:: Some records ::
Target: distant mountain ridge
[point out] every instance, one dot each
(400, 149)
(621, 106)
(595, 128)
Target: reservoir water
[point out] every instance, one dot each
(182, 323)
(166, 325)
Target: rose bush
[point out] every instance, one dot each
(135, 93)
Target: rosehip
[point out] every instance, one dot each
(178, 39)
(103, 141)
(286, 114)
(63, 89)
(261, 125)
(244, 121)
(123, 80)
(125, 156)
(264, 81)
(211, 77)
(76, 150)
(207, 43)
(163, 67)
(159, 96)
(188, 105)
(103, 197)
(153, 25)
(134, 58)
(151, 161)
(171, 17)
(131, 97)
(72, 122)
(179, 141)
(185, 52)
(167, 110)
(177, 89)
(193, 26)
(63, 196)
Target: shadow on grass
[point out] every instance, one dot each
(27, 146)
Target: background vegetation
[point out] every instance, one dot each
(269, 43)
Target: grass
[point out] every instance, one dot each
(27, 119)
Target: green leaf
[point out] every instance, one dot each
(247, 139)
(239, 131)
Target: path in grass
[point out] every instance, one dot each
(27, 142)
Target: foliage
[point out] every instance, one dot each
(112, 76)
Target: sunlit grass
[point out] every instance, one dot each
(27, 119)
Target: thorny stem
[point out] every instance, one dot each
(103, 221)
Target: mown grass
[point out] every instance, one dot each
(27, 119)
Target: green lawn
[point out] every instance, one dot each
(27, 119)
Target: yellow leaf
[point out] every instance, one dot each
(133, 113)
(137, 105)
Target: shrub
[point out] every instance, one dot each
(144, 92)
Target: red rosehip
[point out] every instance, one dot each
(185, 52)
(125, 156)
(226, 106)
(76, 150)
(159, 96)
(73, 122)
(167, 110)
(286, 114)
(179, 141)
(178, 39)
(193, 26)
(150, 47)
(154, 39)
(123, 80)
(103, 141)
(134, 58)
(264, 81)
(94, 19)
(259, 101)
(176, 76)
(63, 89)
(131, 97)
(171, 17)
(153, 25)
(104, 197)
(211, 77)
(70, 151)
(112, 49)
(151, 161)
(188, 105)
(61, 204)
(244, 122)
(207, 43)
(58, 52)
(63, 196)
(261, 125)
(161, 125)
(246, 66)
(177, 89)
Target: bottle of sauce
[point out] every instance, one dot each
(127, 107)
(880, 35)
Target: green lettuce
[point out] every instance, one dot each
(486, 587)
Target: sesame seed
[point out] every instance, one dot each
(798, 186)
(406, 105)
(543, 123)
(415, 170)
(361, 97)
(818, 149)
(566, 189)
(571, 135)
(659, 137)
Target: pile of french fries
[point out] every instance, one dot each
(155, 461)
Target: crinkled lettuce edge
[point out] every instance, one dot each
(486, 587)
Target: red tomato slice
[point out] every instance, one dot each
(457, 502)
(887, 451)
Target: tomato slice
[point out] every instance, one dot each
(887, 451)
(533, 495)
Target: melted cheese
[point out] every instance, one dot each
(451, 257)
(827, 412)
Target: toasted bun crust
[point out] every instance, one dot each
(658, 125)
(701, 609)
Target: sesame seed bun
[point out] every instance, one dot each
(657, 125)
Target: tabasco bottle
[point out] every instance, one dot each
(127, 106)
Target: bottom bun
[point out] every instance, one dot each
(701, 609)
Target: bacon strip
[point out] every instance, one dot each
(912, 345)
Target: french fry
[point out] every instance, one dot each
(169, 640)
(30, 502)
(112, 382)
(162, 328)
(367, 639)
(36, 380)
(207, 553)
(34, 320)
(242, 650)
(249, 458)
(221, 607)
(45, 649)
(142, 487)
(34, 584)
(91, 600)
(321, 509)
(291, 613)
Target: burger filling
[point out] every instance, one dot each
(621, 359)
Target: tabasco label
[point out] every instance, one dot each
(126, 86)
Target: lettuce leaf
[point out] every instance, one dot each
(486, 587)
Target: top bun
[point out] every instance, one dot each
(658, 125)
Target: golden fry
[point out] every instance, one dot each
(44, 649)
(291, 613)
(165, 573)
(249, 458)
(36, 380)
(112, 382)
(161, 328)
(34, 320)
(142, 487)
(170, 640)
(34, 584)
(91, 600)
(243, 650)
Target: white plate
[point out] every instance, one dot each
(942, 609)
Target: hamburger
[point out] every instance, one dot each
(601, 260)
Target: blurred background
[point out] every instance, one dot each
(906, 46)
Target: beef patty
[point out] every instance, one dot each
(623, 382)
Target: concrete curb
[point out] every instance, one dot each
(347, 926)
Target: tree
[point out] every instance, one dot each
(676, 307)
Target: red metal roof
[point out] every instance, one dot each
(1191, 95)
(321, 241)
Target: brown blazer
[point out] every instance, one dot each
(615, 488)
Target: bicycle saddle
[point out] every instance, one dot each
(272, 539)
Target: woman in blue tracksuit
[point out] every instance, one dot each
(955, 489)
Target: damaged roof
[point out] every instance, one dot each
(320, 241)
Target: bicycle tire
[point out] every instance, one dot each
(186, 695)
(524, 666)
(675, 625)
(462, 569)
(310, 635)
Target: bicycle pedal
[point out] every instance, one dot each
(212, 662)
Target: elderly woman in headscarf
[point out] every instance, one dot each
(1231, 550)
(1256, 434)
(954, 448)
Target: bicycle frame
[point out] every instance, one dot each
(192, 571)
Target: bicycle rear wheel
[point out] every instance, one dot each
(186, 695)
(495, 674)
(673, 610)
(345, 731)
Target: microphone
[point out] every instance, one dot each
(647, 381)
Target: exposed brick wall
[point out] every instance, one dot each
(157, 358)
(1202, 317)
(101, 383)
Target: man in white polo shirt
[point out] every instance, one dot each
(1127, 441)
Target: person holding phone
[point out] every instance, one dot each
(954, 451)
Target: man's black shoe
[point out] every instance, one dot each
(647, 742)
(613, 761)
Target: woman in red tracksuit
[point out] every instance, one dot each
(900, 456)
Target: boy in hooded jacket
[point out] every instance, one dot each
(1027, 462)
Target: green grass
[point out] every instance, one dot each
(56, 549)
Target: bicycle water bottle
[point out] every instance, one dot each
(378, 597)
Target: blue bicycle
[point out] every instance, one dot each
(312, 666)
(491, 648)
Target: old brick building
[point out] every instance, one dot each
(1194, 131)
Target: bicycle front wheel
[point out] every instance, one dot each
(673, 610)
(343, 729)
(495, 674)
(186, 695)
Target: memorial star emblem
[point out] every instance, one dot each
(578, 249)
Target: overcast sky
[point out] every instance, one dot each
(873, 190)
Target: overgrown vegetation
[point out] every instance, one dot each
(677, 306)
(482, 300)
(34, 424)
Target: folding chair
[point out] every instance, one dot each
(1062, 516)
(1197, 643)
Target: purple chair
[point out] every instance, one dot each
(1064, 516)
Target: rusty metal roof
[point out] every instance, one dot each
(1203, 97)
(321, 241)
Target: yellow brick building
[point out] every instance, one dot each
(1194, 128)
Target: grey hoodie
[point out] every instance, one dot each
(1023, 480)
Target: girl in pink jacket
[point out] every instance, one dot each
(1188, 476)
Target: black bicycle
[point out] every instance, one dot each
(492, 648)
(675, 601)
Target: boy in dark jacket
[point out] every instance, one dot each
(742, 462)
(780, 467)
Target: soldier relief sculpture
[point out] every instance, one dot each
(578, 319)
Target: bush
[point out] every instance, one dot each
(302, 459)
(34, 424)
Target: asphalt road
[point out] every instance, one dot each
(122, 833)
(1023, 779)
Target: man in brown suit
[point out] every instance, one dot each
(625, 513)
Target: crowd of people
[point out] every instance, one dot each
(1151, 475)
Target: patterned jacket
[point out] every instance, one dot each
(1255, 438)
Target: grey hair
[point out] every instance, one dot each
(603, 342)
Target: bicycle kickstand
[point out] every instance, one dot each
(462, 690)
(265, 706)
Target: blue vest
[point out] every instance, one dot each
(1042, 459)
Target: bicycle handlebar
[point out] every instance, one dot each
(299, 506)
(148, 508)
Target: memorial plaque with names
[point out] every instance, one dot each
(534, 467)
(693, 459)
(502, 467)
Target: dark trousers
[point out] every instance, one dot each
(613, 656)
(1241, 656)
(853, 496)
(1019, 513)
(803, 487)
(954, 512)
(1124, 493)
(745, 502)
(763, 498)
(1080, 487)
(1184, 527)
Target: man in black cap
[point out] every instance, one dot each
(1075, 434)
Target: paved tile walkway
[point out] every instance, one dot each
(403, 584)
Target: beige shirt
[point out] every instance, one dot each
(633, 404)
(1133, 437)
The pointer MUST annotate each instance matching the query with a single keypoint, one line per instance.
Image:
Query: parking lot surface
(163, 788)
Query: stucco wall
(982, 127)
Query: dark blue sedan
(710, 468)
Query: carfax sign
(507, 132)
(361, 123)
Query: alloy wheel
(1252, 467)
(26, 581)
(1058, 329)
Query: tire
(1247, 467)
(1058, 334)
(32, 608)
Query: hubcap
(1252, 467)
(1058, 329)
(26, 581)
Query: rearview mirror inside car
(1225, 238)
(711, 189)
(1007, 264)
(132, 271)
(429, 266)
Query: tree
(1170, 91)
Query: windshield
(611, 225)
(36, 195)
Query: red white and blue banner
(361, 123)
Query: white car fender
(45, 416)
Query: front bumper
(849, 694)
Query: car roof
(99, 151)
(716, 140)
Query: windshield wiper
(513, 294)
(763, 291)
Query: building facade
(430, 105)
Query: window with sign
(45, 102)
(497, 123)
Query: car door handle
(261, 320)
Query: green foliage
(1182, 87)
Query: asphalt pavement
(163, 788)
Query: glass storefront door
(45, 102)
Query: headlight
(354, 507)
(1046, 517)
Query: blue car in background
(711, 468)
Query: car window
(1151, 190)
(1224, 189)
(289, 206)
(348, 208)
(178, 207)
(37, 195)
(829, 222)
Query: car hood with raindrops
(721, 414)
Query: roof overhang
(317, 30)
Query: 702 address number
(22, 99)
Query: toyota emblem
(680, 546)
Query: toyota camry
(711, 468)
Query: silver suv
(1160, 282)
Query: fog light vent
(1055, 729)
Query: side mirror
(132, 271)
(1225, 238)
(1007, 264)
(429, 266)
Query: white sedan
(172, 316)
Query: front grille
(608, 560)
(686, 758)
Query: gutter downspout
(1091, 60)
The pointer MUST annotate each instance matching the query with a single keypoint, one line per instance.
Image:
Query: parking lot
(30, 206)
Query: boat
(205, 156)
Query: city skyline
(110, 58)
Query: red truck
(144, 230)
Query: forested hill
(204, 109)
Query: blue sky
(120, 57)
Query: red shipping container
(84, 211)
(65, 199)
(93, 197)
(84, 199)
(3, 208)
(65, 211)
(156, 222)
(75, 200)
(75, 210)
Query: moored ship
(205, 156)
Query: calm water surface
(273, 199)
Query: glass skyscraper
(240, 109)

:: Written problem ::
Could you write out everything from the line containing "Query: fog light vent" down to the end of the records, keeping every line, but with each coordinate in the answers offset by -74?

:: Finished exercise ::
Query: fog light vent
(981, 655)
Query: side mirror
(58, 197)
(1151, 164)
(933, 190)
(355, 192)
Query: white sedan
(98, 242)
Query: front grille
(534, 486)
(612, 684)
Query: gutter downspout
(1017, -14)
The pointer MUST annotate each instance matching the query with a single keypoint, one line per instance.
Image:
Query: parking lot
(-44, 132)
Query: boat
(131, 82)
Query: city skyline
(36, -16)
Query: red truck
(70, 156)
Query: forested hill
(130, 35)
Query: blue sky
(46, -17)
Query: red shipping container
(10, 137)
(-9, 125)
(19, 123)
(10, 125)
(-71, 134)
(-9, 137)
(82, 148)
(1, 126)
(1, 136)
Query: moored ship
(131, 82)
Query: calm water surface
(199, 125)
Query: glass skyscraper
(166, 35)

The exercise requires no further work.